To be done:
Print the data below line for line, with no changes, and leave out every picture.

Excerpted data:

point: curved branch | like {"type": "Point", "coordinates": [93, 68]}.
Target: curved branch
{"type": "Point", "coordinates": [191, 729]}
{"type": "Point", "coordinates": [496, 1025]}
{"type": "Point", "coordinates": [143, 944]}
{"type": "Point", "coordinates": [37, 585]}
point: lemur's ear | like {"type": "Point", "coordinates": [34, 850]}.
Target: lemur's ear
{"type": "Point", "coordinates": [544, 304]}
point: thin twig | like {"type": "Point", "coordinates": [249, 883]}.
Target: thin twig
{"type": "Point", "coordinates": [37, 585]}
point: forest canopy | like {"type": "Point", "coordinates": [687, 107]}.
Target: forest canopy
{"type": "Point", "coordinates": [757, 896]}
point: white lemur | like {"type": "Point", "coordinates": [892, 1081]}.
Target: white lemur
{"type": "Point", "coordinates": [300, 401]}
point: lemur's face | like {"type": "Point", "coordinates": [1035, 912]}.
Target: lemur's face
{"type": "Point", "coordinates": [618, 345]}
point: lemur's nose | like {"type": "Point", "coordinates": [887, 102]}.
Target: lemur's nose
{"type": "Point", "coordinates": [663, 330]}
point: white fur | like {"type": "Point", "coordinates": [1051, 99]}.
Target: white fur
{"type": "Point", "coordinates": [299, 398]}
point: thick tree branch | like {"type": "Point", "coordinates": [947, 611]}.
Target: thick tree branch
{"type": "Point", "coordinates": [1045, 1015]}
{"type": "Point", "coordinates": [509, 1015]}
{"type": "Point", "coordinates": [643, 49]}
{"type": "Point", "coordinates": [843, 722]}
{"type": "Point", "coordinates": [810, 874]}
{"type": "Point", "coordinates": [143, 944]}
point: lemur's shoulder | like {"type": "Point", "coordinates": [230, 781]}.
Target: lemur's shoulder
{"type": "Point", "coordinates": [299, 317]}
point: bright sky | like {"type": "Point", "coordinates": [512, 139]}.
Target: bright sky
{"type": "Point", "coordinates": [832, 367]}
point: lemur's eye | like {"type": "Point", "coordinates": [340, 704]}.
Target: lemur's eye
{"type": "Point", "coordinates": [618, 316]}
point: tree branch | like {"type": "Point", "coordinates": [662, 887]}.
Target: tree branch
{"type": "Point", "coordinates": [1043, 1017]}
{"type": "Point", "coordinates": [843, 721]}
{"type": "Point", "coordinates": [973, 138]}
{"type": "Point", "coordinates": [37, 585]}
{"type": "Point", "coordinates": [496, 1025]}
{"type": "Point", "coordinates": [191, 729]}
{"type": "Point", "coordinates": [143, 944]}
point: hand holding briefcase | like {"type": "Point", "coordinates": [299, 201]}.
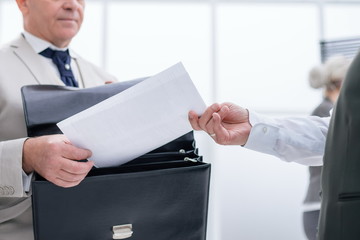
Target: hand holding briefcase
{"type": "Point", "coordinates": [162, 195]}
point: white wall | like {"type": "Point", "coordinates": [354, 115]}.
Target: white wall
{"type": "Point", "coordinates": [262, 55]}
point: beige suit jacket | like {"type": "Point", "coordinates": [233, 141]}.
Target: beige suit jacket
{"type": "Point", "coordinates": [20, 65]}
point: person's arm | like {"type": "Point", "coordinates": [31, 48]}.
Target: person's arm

Response below:
point: curved branch | like {"type": "Point", "coordinates": [93, 68]}.
Target: curved branch
{"type": "Point", "coordinates": [191, 729]}
{"type": "Point", "coordinates": [496, 1025]}
{"type": "Point", "coordinates": [143, 944]}
{"type": "Point", "coordinates": [37, 585]}
point: lemur's ear | like {"type": "Point", "coordinates": [34, 850]}.
Target: lemur's ear
{"type": "Point", "coordinates": [544, 304]}
point: thin twig | like {"type": "Point", "coordinates": [249, 883]}.
Target: thin twig
{"type": "Point", "coordinates": [37, 585]}
point: forest canopy | like {"type": "Point", "coordinates": [687, 107]}.
Target: forest canopy
{"type": "Point", "coordinates": [757, 896]}
point: white lemur | like {"type": "Point", "coordinates": [892, 1081]}.
Target: white lemur
{"type": "Point", "coordinates": [300, 401]}
point: lemur's face | like {"type": "Point", "coordinates": [1035, 912]}.
Target: lemur's face
{"type": "Point", "coordinates": [618, 345]}
point: lemur's nose | like {"type": "Point", "coordinates": [887, 102]}.
Target: lemur's nose
{"type": "Point", "coordinates": [663, 330]}
point: white fur | like {"type": "Point", "coordinates": [1051, 99]}.
Target: white fur
{"type": "Point", "coordinates": [299, 398]}
point: thick tree branch | like {"type": "Point", "coordinates": [947, 611]}.
Target: thick tree branch
{"type": "Point", "coordinates": [1045, 1015]}
{"type": "Point", "coordinates": [509, 1015]}
{"type": "Point", "coordinates": [643, 49]}
{"type": "Point", "coordinates": [843, 722]}
{"type": "Point", "coordinates": [810, 874]}
{"type": "Point", "coordinates": [143, 944]}
point: lemur's shoulder | like {"type": "Point", "coordinates": [230, 781]}.
Target: lemur's shoulder
{"type": "Point", "coordinates": [299, 317]}
point: bright sky | like {"type": "Point", "coordinates": [512, 139]}.
Target: bright sky
{"type": "Point", "coordinates": [832, 367]}
point: lemur's eye | like {"type": "Point", "coordinates": [340, 704]}.
Target: lemur's eye
{"type": "Point", "coordinates": [618, 316]}
point: tree branch | like {"type": "Point", "coordinates": [662, 887]}.
Target: tree branch
{"type": "Point", "coordinates": [1043, 1017]}
{"type": "Point", "coordinates": [843, 721]}
{"type": "Point", "coordinates": [973, 138]}
{"type": "Point", "coordinates": [37, 585]}
{"type": "Point", "coordinates": [496, 1025]}
{"type": "Point", "coordinates": [191, 729]}
{"type": "Point", "coordinates": [143, 944]}
point: hand holding briefcase | like {"type": "Point", "coordinates": [299, 201]}.
Target: hand holding briefcase
{"type": "Point", "coordinates": [162, 195]}
point: white wall | like {"type": "Point", "coordinates": [354, 115]}.
Target: white wall
{"type": "Point", "coordinates": [262, 55]}
point: beige suit jacket | like {"type": "Point", "coordinates": [233, 141]}.
Target: beige suit jacket
{"type": "Point", "coordinates": [20, 65]}
point: person's arm | like {"type": "Point", "coordinates": [31, 48]}.
Target: person's arm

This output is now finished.